Goals
[A] According to the discussion of design documents, why is it useful to make trade-offs explicit?
[B] Please copy the design document discussion word for word from "Will it be perfect?" to "it that way.".
[C] Answer these questions on the design document discussion.
(i) What is the dictionary definition of "optimal" given in the discussion?
(ii) Besides mitigating risks, what is the goal of design said to be?
(iii) On what do designs that are in a "draw" lie?

> The goal of a design document is to convince the reader the design is optimal given the situation.

This is a nitpick, but I don't think the goal of a design is to be optimal so much as sufficient.

Software systems design, like any design, is about coping with constraints and tradeoffs. The design doc should clearly lay out these out and present an approach that meets the requirements and constraints with acceptable tradeoffs. Where multiple reasonable alternatives exist, they should be make explicit along with a justification for why one option was chosen over the others.

Will it be perfect? Probably not, unless it is an easy problem or you over-designed. And even if it's a good design, it can hit unforeseen issues during implementation. The goal of design is not to eliminate all possibility of such issues but to mitigate risks and communicate to the stakeholders what we're building and why we're building it that way.

Isn’t “making acceptable tradeoffs” (optimization) while “meeting requirements & constraints” (under constraints) simply optimization under constraints? I fail to see how this is about sufficient _but not optimal_ solutions.

The dictionary defintion of optimal is just 'best'; the connotation that 'optimal' means not perfect, but satisfying multiple constraint, is engineering jargon. In fact, with 'optimal', people will often mean 'Pareto optimal' (a design where there is no change that would improve the solution on all dimensions/constraints).

Pareto optimality also implies that multiple designs may exist in a 'draw', where design 1 is better on dimension A, but worse on dimension B, and design 2 flips those. These designs are on a pareto front. Making the trade-offs explicit helps readers of the design document who come along later to choose a different trade-off when it later turns out that the relative importance of the dimensions involved changed.

I generally read "optimal" to mean "optimal according to some objective function". In the case of a technical design, the objective is not something you can readily formalize, because there are so many considerations.

Records
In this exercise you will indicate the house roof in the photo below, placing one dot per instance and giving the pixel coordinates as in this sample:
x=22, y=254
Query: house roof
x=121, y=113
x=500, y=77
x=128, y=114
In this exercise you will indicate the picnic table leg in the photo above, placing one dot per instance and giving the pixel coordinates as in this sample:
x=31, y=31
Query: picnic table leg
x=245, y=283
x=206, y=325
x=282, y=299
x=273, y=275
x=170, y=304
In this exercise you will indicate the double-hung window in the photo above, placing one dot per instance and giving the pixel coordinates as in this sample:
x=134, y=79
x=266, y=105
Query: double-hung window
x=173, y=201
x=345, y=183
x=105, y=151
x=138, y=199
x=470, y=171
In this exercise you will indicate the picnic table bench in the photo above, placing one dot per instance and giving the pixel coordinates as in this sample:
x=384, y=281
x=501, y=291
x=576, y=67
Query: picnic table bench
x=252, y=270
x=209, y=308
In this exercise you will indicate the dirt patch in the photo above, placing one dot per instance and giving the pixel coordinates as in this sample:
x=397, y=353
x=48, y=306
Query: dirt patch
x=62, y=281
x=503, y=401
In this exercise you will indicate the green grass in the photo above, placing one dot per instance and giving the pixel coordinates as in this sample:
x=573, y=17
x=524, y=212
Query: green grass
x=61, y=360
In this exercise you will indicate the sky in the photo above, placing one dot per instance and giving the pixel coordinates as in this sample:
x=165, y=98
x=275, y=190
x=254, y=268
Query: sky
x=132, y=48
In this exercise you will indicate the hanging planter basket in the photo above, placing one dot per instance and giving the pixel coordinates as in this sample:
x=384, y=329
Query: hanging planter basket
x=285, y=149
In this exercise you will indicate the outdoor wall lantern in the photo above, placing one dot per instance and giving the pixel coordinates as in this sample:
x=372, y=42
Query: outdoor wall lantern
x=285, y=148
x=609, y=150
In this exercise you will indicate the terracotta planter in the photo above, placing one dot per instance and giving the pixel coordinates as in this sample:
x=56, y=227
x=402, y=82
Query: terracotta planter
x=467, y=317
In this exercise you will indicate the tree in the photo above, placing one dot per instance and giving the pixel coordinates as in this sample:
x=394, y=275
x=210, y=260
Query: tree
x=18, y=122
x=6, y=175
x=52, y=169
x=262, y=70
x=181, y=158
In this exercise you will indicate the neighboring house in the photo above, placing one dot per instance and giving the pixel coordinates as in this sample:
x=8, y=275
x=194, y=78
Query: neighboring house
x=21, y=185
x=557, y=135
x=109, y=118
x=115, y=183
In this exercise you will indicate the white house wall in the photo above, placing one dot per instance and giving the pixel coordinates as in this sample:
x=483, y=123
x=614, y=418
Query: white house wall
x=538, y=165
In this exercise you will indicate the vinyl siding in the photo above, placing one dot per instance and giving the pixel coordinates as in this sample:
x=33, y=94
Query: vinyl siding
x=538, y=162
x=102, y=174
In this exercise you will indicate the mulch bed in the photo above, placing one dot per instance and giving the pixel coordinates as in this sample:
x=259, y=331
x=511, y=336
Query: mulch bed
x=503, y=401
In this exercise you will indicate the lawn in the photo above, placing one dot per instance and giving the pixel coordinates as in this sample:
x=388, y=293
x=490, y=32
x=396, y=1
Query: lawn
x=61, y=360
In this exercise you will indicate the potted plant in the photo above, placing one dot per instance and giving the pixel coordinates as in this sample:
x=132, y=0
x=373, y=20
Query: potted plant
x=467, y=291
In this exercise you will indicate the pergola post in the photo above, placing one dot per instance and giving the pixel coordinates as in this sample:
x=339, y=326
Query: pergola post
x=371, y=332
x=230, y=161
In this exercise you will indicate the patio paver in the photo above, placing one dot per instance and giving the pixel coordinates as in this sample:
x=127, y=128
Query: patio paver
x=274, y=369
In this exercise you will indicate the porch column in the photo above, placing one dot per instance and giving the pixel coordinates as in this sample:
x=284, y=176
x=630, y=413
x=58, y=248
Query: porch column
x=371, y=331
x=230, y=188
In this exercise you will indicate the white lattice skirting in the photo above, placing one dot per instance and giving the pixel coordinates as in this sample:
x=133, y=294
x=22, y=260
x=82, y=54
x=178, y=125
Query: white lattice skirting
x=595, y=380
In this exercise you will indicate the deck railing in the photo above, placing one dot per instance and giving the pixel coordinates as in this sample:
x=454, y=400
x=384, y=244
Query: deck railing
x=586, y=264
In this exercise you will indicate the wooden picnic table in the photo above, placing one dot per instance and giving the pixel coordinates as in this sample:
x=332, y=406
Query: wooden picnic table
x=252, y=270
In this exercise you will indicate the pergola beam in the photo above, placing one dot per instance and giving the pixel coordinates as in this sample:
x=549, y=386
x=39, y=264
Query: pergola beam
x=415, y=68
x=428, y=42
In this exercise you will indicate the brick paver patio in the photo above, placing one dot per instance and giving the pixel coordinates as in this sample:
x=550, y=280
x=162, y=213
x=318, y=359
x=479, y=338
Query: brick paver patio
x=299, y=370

Task-by-task answers
[A] Making the trade-offs explicit helps readers who come to the design document later. If the relative importance of the dimensions involved turns out to have changed, they can choose a different trade-off.

[B]
Will it be perfect? Probably not, unless it is an easy problem or you over-designed. And even if it's a good design, it can hit unforeseen issues during implementation. The goal of design is not to eliminate all possibility of such issues but to mitigate risks and communicate to the stakeholders what we're building and why we're building it that way.

[C]
(i) "Best."
(ii) To communicate to the stakeholders what is being built and why it is being built that way.
(iii) A pareto front.